— Exercise requirements —
Carry on the forum thread about recovering files from a formatted hard drive. Start right after its final sentence.

— Source passage —
If it was a quick format each time and barely used, chances are good that many files are recoverable. If it ever had a full format, chances are very poor. Really you can only find out by plugging it in and seeing what recovery tools can pull off the drive.
 
If it was a quick format each time and barely used, chances are good that many files are recoverable. If it ever had a full format, chances are very poor. Really you can only find out by plugging it in and seeing what recovery tools can pull off the drive.

I will try. I just checked the size of the drive is 500GB and it's got 375GB of stuff on it. Does that mean the files may have been overwritten?
 
I will try. I just checked the size of the drive is 500GB and it's got 375GB of stuff on it. Does that mean the files may have been overwritten?

Yes, it's possible if you've ever written anything to that drive then new data could have been put over files that were on the drive. But depending how much you wrote, many files may still be recoverable. Like I said, you have to try it and see.

Your uncle should be grateful to get anything at all, and should start keeping backups if the movies are that important to him.
 
Give it a try and see, I've read different articles on data deletion. Try Recuva and do a full scan see what you bring up.
 
I'd say your chances of getting anything usable are pretty remote, unfortunately. 500GB nominal capacity translates to 465GiB formatted, and if it contains 375GiB of current data that means it's already 81% overwritten. That's even before you allow for previous multiple writes/deletions which may have overwritten part or all of the remaining space.

Once the original data is overwritten it's gone for good, there's absolutely no chance of getting it back. Furthermore, movie files tend to be large which further reduces the probability that anything will remain intact.

— Material —
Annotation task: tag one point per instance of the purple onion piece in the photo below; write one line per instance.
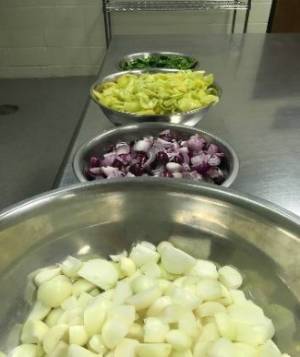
(136, 169)
(122, 148)
(179, 159)
(196, 143)
(212, 149)
(111, 172)
(214, 160)
(143, 145)
(199, 159)
(164, 156)
(108, 159)
(94, 161)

— Task response —
Nothing to lose by trying I suppose, you may get lucky with a few files but I wouldn't get your hopes up.
 
Based on what you've said, I'd say there's zero chance of getting even a single complete movie file from this.
 
Based on what you've said, I'd say there's zero chance of getting even a single complete movie file from this.
from experience I would agree.

most drives write the newest files to the fastest part of the disk first, so anything your uncle put on there would have most likely been written to the same place that you have written data to.

as others have said though it costs nothing to try and recover the data.
out of interest had you got a particular software in mind ?

we use recuva and getdataback
 
14 years ago I bought 500GB hard drive and backup data from old 250GB hard drive then full formatted 250GB hard drive and disconnected it then installed and formatted 500GB hard drive, installed Vista and transferred data to 500GB hard drive. I was panicked realised I forget to backup My Pictures and My Videos folders contained many pictures and movies, I googled data recovery from formatted hard drive and found Partition Magic and downloaded it then installed it and created and run Boot CD on desktop PC found 3 partition tables so I choose the last one that showed up all the files just before I formatted hard drive. I navigated to My Pictures and My Videos folders and it got all pictures and movies files, I marked all the files and Partition Magic successful recovered all files, I was very impressed all pictures and movies files worked.

It really shame Partition Magic was discontinued after Symantec bought it from PowerQuest.

I would suggest you to try EaseUS Data Recovery Wizard, it worked well with hard drive formatted few times.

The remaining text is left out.